#### Dataset
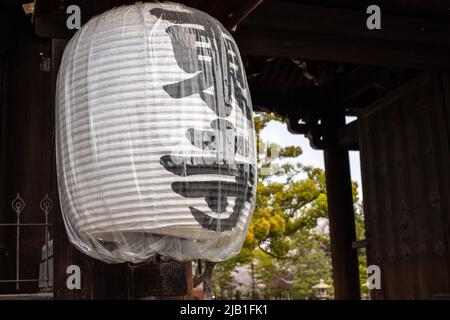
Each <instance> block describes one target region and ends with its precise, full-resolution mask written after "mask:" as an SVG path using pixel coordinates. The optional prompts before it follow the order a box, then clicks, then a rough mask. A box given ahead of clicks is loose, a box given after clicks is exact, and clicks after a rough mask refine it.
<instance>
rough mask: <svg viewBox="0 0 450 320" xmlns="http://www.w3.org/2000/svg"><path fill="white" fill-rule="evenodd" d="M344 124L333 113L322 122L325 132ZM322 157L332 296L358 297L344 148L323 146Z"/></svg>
mask: <svg viewBox="0 0 450 320" xmlns="http://www.w3.org/2000/svg"><path fill="white" fill-rule="evenodd" d="M344 124H345V120H344V116H343V115H341V116H340V117H339V115H337V116H336V117H333V118H331V119H329V120H327V123H326V124H325V125H326V126H327V131H328V134H332V132H333V128H335V129H336V128H339V127H340V126H342V125H344ZM324 160H325V161H324V162H325V176H326V185H327V202H328V217H329V225H330V240H331V258H332V265H333V282H334V295H335V298H336V299H360V298H361V294H360V284H359V267H358V255H357V251H356V250H355V249H354V248H353V243H354V241H356V228H355V213H354V210H353V195H352V182H351V177H350V164H349V156H348V151H347V150H345V149H344V148H340V147H337V146H329V147H326V148H325V149H324Z"/></svg>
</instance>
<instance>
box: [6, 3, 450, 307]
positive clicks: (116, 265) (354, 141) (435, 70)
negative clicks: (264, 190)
mask: <svg viewBox="0 0 450 320" xmlns="http://www.w3.org/2000/svg"><path fill="white" fill-rule="evenodd" d="M19 2H20V1H13V0H9V1H4V2H3V4H2V5H1V7H0V8H1V9H0V10H1V12H0V15H1V18H2V19H1V20H0V28H1V29H0V35H1V37H2V38H1V39H2V42H1V43H0V76H1V77H0V105H1V113H0V117H1V118H0V120H1V131H0V132H1V133H0V138H1V140H0V141H1V153H0V164H1V167H0V189H1V194H0V197H1V198H0V201H1V202H0V223H1V222H8V223H13V222H14V219H15V216H14V215H11V201H12V200H13V199H14V198H15V197H16V194H17V193H20V195H21V196H22V197H23V198H24V199H26V207H25V209H24V210H23V219H29V221H41V220H39V214H41V212H40V211H39V209H40V208H39V203H40V201H41V199H42V197H43V195H42V194H41V193H42V192H44V193H48V194H49V195H50V197H51V198H52V199H53V202H54V203H55V204H57V191H56V185H55V172H54V161H53V151H52V150H53V127H52V126H53V102H52V101H53V95H54V93H53V87H54V81H55V75H56V72H57V68H58V65H59V59H60V57H61V52H62V49H63V47H64V43H65V41H66V40H67V39H68V38H69V37H70V36H71V33H72V32H71V31H69V30H67V29H66V27H65V19H66V17H67V15H66V13H65V12H66V11H65V10H66V7H67V6H68V5H69V4H77V5H79V6H80V8H81V12H82V20H83V21H87V19H89V18H90V17H91V16H92V15H94V14H97V13H100V12H102V11H104V10H107V9H108V8H110V7H112V6H115V5H118V4H121V3H127V2H131V1H120V0H94V1H92V0H91V1H86V0H73V1H62V0H37V1H35V6H34V13H33V17H32V19H33V23H32V22H31V21H30V20H31V17H30V16H29V17H25V15H24V13H23V11H22V9H21V7H20V6H19V5H18V3H19ZM179 2H183V3H185V4H187V5H190V6H193V7H196V8H199V9H201V10H204V11H206V12H208V13H210V14H211V15H213V16H215V17H217V18H218V19H219V20H220V21H221V22H222V23H223V24H224V25H225V26H226V27H227V28H229V30H231V31H232V32H233V35H234V37H235V38H236V40H237V42H238V45H239V48H240V50H241V54H242V55H243V57H244V60H245V64H246V69H247V76H248V80H249V84H250V88H251V93H252V99H253V103H254V107H255V109H257V110H269V111H272V112H275V113H277V114H279V115H280V116H282V117H284V118H285V119H286V121H287V122H288V124H289V128H290V130H291V131H292V132H295V133H299V134H304V135H306V136H307V137H308V138H309V139H310V141H311V144H312V146H314V147H315V148H318V149H321V150H323V151H324V157H325V167H326V176H327V189H328V207H329V216H330V235H331V245H332V258H333V275H334V287H335V297H336V298H339V299H345V298H351V299H358V298H359V297H360V292H359V276H358V265H357V254H356V250H357V249H355V247H357V246H358V243H355V240H356V236H355V223H354V212H353V207H352V198H351V197H352V195H351V184H350V173H349V161H348V151H349V150H359V151H360V155H361V168H362V178H363V193H364V212H365V221H366V237H367V239H366V241H364V243H366V244H367V255H368V263H369V264H376V265H379V266H380V268H381V279H382V284H381V289H379V290H372V297H373V298H375V299H394V298H401V299H427V298H450V248H449V246H450V238H449V233H450V226H449V217H450V200H449V197H448V195H449V194H450V125H449V123H450V73H449V70H450V59H449V58H450V10H449V8H450V1H447V0H444V1H442V0H427V1H425V0H423V1H420V0H390V1H389V0H381V1H377V2H376V4H377V5H379V6H380V8H381V12H382V18H381V19H382V20H381V23H382V28H381V30H369V29H367V27H366V19H367V17H368V14H367V13H366V8H367V6H368V5H371V4H373V3H372V1H365V0H362V1H352V0H314V1H312V0H299V1H286V0H284V1H274V0H264V1H262V0H232V1H231V0H230V1H219V0H184V1H179ZM47 59H49V60H47ZM49 63H50V64H49ZM346 115H352V116H357V120H356V121H354V122H352V123H350V124H345V116H346ZM52 210H53V211H52V217H53V233H52V235H51V236H52V238H53V239H54V243H55V246H54V251H55V252H54V259H55V260H54V269H55V270H54V274H55V279H54V281H55V282H54V292H55V297H56V298H104V297H115V298H127V297H135V296H139V294H136V295H133V294H132V292H131V293H130V290H131V291H133V289H130V288H134V287H133V286H132V284H133V281H135V279H133V274H134V275H136V274H140V275H142V277H143V278H144V279H145V278H146V272H145V271H143V272H134V271H133V272H131V271H130V267H129V266H127V265H116V266H110V265H104V264H102V263H100V262H97V261H93V260H92V259H89V258H87V257H85V256H83V255H82V254H81V253H79V252H78V251H76V250H75V249H74V248H73V247H72V246H71V245H70V244H69V243H68V241H67V239H66V238H65V233H64V230H63V226H62V223H61V219H60V213H59V211H58V210H59V206H58V205H55V206H54V207H53V209H52ZM21 214H22V213H21ZM26 221H28V220H26ZM6 229H7V228H6V227H4V228H3V229H2V227H1V226H0V277H1V278H8V277H9V278H11V277H14V268H15V265H16V264H15V263H16V261H15V259H14V257H15V248H16V246H15V237H16V233H15V232H16V231H15V229H14V228H11V229H8V230H9V231H6ZM41 231H42V230H41ZM23 236H24V237H23V238H21V239H22V240H21V241H22V242H21V243H20V244H21V246H20V247H21V248H22V250H23V251H21V252H22V255H23V256H25V255H26V256H27V259H28V262H29V263H27V264H26V265H24V266H23V267H22V266H21V267H20V268H21V269H20V275H22V276H24V277H25V278H33V277H34V278H35V277H36V275H35V274H33V270H32V267H31V266H32V265H35V264H38V262H39V254H40V251H38V252H37V253H36V252H34V251H33V250H35V248H33V247H32V246H31V245H29V244H31V243H35V242H40V243H42V241H43V236H42V232H40V231H30V232H27V233H26V234H25V235H23ZM69 264H78V265H80V266H81V267H82V268H83V270H85V271H84V273H83V274H84V275H85V276H84V278H83V286H82V287H83V290H81V291H68V290H67V289H66V287H65V279H66V277H65V275H66V274H65V269H66V268H67V266H68V265H69ZM149 268H150V269H152V268H153V269H152V270H153V271H154V269H155V268H157V269H158V270H163V269H164V267H163V266H162V265H159V266H158V267H157V266H155V265H152V266H151V267H149ZM169 269H171V268H169ZM189 269H190V268H186V269H185V272H186V273H189ZM163 274H164V272H162V275H161V277H164V275H163ZM189 278H190V277H189ZM149 282H151V281H149ZM158 283H159V285H160V284H161V281H160V282H158ZM155 285H156V284H155ZM170 286H173V284H170V283H169V284H168V285H167V287H170ZM1 288H5V289H1ZM21 288H22V289H21V290H22V291H23V292H32V291H33V290H34V291H35V290H36V285H35V284H31V283H30V284H26V285H25V284H24V285H23V286H21ZM188 288H189V285H187V286H186V288H185V289H186V290H185V291H183V292H172V293H171V295H179V294H187V293H188V292H187V291H188ZM0 290H3V291H11V290H14V288H12V287H11V286H1V283H0ZM139 290H141V289H139ZM144 291H145V290H144ZM0 292H1V291H0ZM158 292H159V293H158ZM153 294H154V295H159V296H161V291H154V293H153Z"/></svg>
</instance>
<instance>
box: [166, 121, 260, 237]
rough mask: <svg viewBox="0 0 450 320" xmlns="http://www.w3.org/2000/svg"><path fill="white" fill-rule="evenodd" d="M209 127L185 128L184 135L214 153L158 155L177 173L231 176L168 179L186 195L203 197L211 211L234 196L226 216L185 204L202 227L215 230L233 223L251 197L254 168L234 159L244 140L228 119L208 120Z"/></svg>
mask: <svg viewBox="0 0 450 320" xmlns="http://www.w3.org/2000/svg"><path fill="white" fill-rule="evenodd" d="M211 128H213V129H214V130H213V131H201V130H196V129H188V130H187V132H186V137H187V138H188V140H189V141H190V142H191V144H192V145H194V146H195V147H198V148H200V149H202V150H205V151H215V152H216V156H215V157H174V156H170V155H166V156H162V157H161V160H160V162H161V164H162V165H163V166H164V168H165V169H167V170H168V171H170V172H172V173H174V174H176V175H178V176H183V177H186V176H191V175H196V174H219V175H224V176H233V177H235V181H234V182H228V181H193V182H189V181H181V182H174V183H172V189H173V190H174V191H175V192H176V193H178V194H180V195H182V196H183V197H187V198H201V197H204V198H205V201H206V203H207V204H208V207H209V208H210V209H211V211H212V212H215V213H224V212H227V210H226V209H227V206H228V205H229V203H228V198H229V197H234V198H235V201H234V205H233V211H232V213H231V214H230V216H229V217H228V218H225V219H218V218H214V217H211V216H209V215H208V214H206V213H204V212H202V211H201V210H198V209H196V208H194V207H192V206H190V207H189V209H190V210H191V213H192V215H193V216H194V218H195V219H196V220H197V222H198V223H199V224H200V225H201V226H202V227H203V228H205V229H208V230H215V231H225V230H231V229H232V228H233V227H235V226H236V224H237V222H238V219H239V216H240V214H241V213H242V210H243V209H244V207H245V203H246V202H250V201H251V200H252V197H253V184H254V182H255V168H254V166H253V165H251V164H248V163H241V162H237V161H235V160H234V156H235V154H236V153H237V154H239V155H241V156H247V155H248V152H249V150H248V149H249V148H248V141H247V140H246V139H245V138H244V137H241V136H237V134H236V129H235V128H234V127H233V125H232V123H231V122H229V121H227V120H224V119H216V120H214V121H212V122H211Z"/></svg>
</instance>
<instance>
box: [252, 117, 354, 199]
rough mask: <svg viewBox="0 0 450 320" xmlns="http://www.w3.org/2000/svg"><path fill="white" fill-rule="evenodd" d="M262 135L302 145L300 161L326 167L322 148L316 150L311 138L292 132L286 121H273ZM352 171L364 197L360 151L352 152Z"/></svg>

#### What you should do
Repeat the entries above verbatim, but only from the line that has "box: [6, 3, 450, 307]" down to the line that has "positive clicks: (116, 265)", inclusive.

#### Result for this exercise
box: [6, 3, 450, 307]
positive clicks: (116, 265) (354, 141) (435, 70)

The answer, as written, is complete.